WHAT THE EXERCISE ASKS:
Write out all of the data without omission, exactly as shown.

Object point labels
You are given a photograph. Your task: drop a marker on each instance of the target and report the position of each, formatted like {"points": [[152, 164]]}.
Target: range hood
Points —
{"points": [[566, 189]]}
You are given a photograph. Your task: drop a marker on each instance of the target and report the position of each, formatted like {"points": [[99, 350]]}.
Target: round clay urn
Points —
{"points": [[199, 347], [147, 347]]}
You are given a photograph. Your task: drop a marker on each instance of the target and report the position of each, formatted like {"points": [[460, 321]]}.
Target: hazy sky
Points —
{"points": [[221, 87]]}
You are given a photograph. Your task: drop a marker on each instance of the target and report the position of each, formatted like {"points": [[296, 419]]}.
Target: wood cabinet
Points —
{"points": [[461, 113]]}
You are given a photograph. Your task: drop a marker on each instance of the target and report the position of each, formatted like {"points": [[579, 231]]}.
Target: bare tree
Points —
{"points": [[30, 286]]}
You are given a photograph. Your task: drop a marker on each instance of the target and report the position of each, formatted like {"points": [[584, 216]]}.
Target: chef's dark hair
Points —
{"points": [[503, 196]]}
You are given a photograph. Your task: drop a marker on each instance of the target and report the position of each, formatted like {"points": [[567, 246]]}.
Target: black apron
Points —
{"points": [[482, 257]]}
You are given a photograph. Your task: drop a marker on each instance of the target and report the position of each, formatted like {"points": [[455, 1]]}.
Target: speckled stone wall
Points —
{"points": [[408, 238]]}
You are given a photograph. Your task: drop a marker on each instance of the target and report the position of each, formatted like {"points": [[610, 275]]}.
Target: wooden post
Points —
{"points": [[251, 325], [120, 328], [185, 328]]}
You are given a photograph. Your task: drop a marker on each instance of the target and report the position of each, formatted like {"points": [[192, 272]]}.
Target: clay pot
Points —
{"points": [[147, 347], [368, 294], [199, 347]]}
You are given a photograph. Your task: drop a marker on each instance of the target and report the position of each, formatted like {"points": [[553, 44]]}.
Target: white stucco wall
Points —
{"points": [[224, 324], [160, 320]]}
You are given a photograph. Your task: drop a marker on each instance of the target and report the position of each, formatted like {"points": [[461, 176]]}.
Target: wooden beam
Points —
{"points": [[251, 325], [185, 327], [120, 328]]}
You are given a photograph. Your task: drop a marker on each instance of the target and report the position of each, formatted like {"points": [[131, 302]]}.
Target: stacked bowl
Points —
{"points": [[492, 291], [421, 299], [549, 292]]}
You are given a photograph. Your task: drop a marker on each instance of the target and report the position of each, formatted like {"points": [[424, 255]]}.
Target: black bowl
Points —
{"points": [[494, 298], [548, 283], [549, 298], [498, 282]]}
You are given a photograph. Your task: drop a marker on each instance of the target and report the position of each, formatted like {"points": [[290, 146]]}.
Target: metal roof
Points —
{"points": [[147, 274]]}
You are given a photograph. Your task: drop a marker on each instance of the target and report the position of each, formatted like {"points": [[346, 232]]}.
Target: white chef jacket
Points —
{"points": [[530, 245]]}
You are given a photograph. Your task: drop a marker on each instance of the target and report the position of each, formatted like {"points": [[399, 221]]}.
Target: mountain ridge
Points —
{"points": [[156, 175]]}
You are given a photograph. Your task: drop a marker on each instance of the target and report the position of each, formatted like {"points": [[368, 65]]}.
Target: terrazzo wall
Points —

TASK RESULT:
You are given a photograph. Your task: drop a marker on each instance of the target and report the position of each, formatted like {"points": [[152, 164]]}.
Target: range hood
Points —
{"points": [[566, 189]]}
You are given a photograph. Your task: drop a marker on each instance of the target and report the position of each, formatted like {"points": [[99, 350]]}.
Target: round clay urn
Points —
{"points": [[199, 347], [147, 347]]}
You are given a photograph. Your task: drop a marker on each instance of the target and report the position of each, formatted like {"points": [[460, 321]]}.
Target: hazy sky
Points —
{"points": [[221, 87]]}
You are given a photograph. Your task: drop a marker on each instance of the target and report the position of each, formatted like {"points": [[296, 419]]}.
Target: wood cabinet
Points —
{"points": [[461, 113]]}
You are given a photograph. Your task: drop a marker on each instance of the target and report the position of each, formatted like {"points": [[579, 231]]}.
Target: bare tree
Points —
{"points": [[30, 286]]}
You are given a photograph. Your task: drop a marker on each instance of the target and report the position of each, formatted like {"points": [[584, 216]]}.
Target: chef's dark hair
Points —
{"points": [[503, 196]]}
You are given a photograph. Your task: drop a marker on each instance of the target and report the position of each, formatted like {"points": [[567, 246]]}.
Target: black apron
Points —
{"points": [[482, 257]]}
You are given a photograph. Your task: drop a marker on each instance of the target and report the position of each, formatted like {"points": [[455, 1]]}.
Target: speckled stone wall
Points —
{"points": [[408, 238]]}
You are given a photograph. Your task: drop a marker on each instance of the target and report the position of each, formatted like {"points": [[610, 275]]}.
Target: wooden post
Points —
{"points": [[251, 325], [120, 328], [185, 328]]}
You are given a photograph. Your task: drop a marker on each instance of the target and report the position of each, formatted like {"points": [[192, 272]]}.
Target: clay pot
Points —
{"points": [[147, 347], [368, 294], [199, 347]]}
You are given a photograph. Your task: drop a marker on each instance of the target and report the position of each, formatted like {"points": [[553, 44]]}.
Target: white stucco wall
Points —
{"points": [[224, 324], [160, 320]]}
You are given a photograph. Your task: drop a marker on each instance of the target and report the position of each, formatted like {"points": [[461, 176]]}.
Target: wooden beam
Points —
{"points": [[251, 325], [185, 327], [120, 328]]}
You are given a photograph. Your task: drop a marker on each instance of the target and report the position of each, formatted like {"points": [[131, 302]]}.
Target: stacked bowl
Points —
{"points": [[492, 291], [421, 299], [549, 292]]}
You are given a photograph. Your task: drop a marker on each instance of the target and report the position of each, formatted like {"points": [[424, 255]]}.
Target: black bowl
Points —
{"points": [[494, 298], [548, 283], [549, 298], [498, 282]]}
You are given a photograph. Your task: drop a marker on each instance of the target and report the position of each, formatted like {"points": [[290, 146]]}.
Target: metal roof
Points —
{"points": [[147, 274]]}
You are given a photograph. Your task: drop a marker on each instance of the target and report the position of each, formatted like {"points": [[346, 232]]}.
Target: white chef jacket
Points —
{"points": [[530, 245]]}
You are given a photograph. Your task: drop a marker on each instance of the target and report the position of each, formatted like {"points": [[399, 221]]}.
Target: mountain ridge
Points —
{"points": [[156, 175]]}
You are given a photograph. Your task: drop a marker on each instance of the target and report the position of each, formatted like {"points": [[368, 65]]}.
Target: terrazzo wall
Points —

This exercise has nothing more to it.